§ **TEKSTGEDEELTE**:
◇ ◇ ◇ ◇
Er zijn weinig zekerheden in de vastgoedrealiteit, of het moest zijn dat ontwikkelingen in de kantorenmarkt zich lastig laten voorspellen, laat staan onder controle zijn te krijgen. De kantorensector is zo grillig als het weer.
Door Tom Berkhout
Gepubliceerd in PropertyNL Magazine nr. 6, 26 juni 2020
Begin jaren ’90 van de vorige eeuw voorspelden deskundigen, niet geheel onbegrijpelijk, dat er een overdaad aan kantoorruimte zou ontstaan op de Nederlandse markt. Nog meer bouwen zou alleen maar meer leegstand opleveren. Die waarschuwing maakte echter niet veel indruk, want in de tweede helft van het decennium ontstond er een ongekende kantoorbouwhausse met torenhoge rendementen voor ontwikkelaars en beleggers. Gouden tijden waren het. Tot de internetbubbel rond de decenniumwisseling barstte. Vervolgens zagen we weer een dipje naar 2003 en weer een opleving tot het debacle van Lehman Brothers roet in het eten gooide (2007). Vanaf 2013 liep het weer crescendo. Zo moest de gemeente Amsterdam al rap terugkomen op het stoutmoedige besluit de kantorenmarkt op slot te zetten. Enfin, de kantorenmarkt deint vrolijk mee met de golfslag van de tijd. En nu zitten we weer met de coronapandemie. Een risicomijdende belegger zonder zeebenen zou er moedeloos van worden.
De definitieve teloorgang van de kantorenmarkt is al menigmaal voorspeld. De afgelopen jaren zijn dan ook miljoenen vierkante meters kantooroppervlak getransformeerd, wat ook maar een druppel op een gloeiende plaat blijkt te zijn. Door corona worden kantoren momenteel gedeeltelijk benut. Kantoorgebruikers blijken boven verwachting goed vanuit huis te kunnen werken en bedrijven vragen zich af of ze al die vierkante meters eigenlijk wel nodig hebben. Als personeel thuis – op zelf bekostigde meters – kan werken, bespaart dat een hoop huur. Voeg daarbij het feit dat al die verloren uren aan (file)reistijd wegvallen, en wellicht zijn er meer voordelen te noemen. Het is echter nog maar de vraag of ondernemers en masse de stap zetten om de werknemers thuis, uit het zicht, te laten werken. Tijdens de laatste financiële crisis wist men zeker dat ondernemers inmiddels wel geleerd hadden met minder oppervlak toe te kunnen. Maar zie, de economie hoeft maar even in een versnelling te raken en daar gáán ze weer uitbreiden, tot grote opluchting van de markt. En dan worden niet de bestaande meters benut, maar worden het liefst gloednieuwe kantoren gebouwd, omdat nu écht de bomen de hemel in gaan groeien. Playing the cycle heet dat ‘spelletje’ in sommige kringen.
◇ ◇ ◇ ◇
§ **OPDRACHTEN**:
A. Hoe heet het 'spelletje' in sommige kringen volgens de tekst over de kantorenmarkt?
B. Geef uit de tekst over de kantorenmarkt woordelijk het stuk weer dat begint bij "Er zijn weinig" en eindigt bij "als het weer.".
C. Zet de tekst over de kantorenmarkt voort vanaf het punt waar die ophoudt.

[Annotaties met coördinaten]
◇ ◇ ◇ ◇
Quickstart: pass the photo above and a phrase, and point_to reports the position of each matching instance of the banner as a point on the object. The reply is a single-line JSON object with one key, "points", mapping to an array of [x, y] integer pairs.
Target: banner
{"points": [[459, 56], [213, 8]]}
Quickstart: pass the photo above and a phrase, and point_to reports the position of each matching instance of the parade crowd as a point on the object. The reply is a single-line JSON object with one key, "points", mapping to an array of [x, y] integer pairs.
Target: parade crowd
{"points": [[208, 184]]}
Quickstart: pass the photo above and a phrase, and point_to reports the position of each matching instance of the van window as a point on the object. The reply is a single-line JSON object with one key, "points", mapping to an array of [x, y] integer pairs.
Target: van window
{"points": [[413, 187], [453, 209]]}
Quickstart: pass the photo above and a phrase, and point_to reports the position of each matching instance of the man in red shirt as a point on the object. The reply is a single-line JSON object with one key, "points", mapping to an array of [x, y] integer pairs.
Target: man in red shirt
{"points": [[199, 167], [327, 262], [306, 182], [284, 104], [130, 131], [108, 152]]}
◇ ◇ ◇ ◇
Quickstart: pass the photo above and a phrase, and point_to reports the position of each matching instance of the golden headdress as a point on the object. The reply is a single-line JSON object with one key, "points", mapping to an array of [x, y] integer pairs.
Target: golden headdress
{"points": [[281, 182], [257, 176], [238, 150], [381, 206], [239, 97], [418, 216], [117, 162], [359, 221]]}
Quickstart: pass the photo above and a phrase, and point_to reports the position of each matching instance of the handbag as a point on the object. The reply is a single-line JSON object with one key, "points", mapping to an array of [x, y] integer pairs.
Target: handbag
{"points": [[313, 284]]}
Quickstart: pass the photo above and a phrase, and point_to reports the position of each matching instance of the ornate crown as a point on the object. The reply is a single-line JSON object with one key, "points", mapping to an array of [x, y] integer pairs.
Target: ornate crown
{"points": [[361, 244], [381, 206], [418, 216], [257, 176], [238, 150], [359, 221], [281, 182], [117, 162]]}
◇ ◇ ◇ ◇
§ **ANTWOORDEN HIERONDER**:
A. Playing the cycle.

B.
Er zijn weinig zekerheden in de vastgoedrealiteit, of het moest zijn dat ontwikkelingen in de kantorenmarkt zich lastig laten voorspellen, laat staan onder controle zijn te krijgen. De kantorensector is zo grillig als het weer.

C.
Zal corona de kantorenmarkt nu de genadeklap geven? Nee. Als we de afgelopen decennia bekijken, is er altijd wel iets waardoor de kantorenmarkt weer tijd en respijt kan kopen, het blikje nog weer eens een paar vierkante meters voor zich uit kan schoppen. De marketingafdelingen van de grote makelaarskantoren weten er wel raad mee: de economie of de aandelenmarkt gaat floreren (nu instappen) of juist dalen (straks instappen). ‘Het vertrouwen’ zal om de een of andere reden weer terugkomen. De rente blijft laag of wordt zelfs negatief. We moeten nu van OV-locaties naar de polder, waar je tenminste nog kunt parkeren. Nederland is na de Brexit en door belastingmaatregelen interessant geworden voor alles en iedereen die iets met kantoren te maken heeft, of die er wel eens langs loopt of fietst. Het is nu ook héél fijn om voor een te groot kantoor te betalen, waar een paar verdwaalde werknemers anderhalve meter afstand kunnen houden.
De marketeers zijn ook inventief met het duiden – of noem het framen – van ‘nieuwe behoeften’. DTZ Zadelhoff had destijds een prachtige vondst met de zin: ‘van buffelkantoren naar knuffelkantoren’, waardoor nietsvermoedende, versleten kantoortijgers opeens op schommels werden gehesen en blij moesten kijken. Tot voor kort schenen ook hele legers hippe, jonge high potentials over de hele wereld te reizen die uitsluitend wilden vertoeven in kantoor-tipi’s met koeienhuiden op de vloer: genialiteit en buitengewone talenten vragen immers om uitzonderlijke faciliteiten. Ondertussen hoor ik om me heen dat mensen het wel fijn vinden om vanuit huis te werken, maar geen vijf dagen per week. We missen de sociale contacten. Gaan we voortaan alleen nog maar in ploegendiensten naar kantoor voor een afspraak of voor aanspraak bij de koffieautomaat? Waarschijnlijk gaat het weer helemaal anders lopen. Want dat is, als gezegd, een van de weinige zekerheden in de kantorenwereld.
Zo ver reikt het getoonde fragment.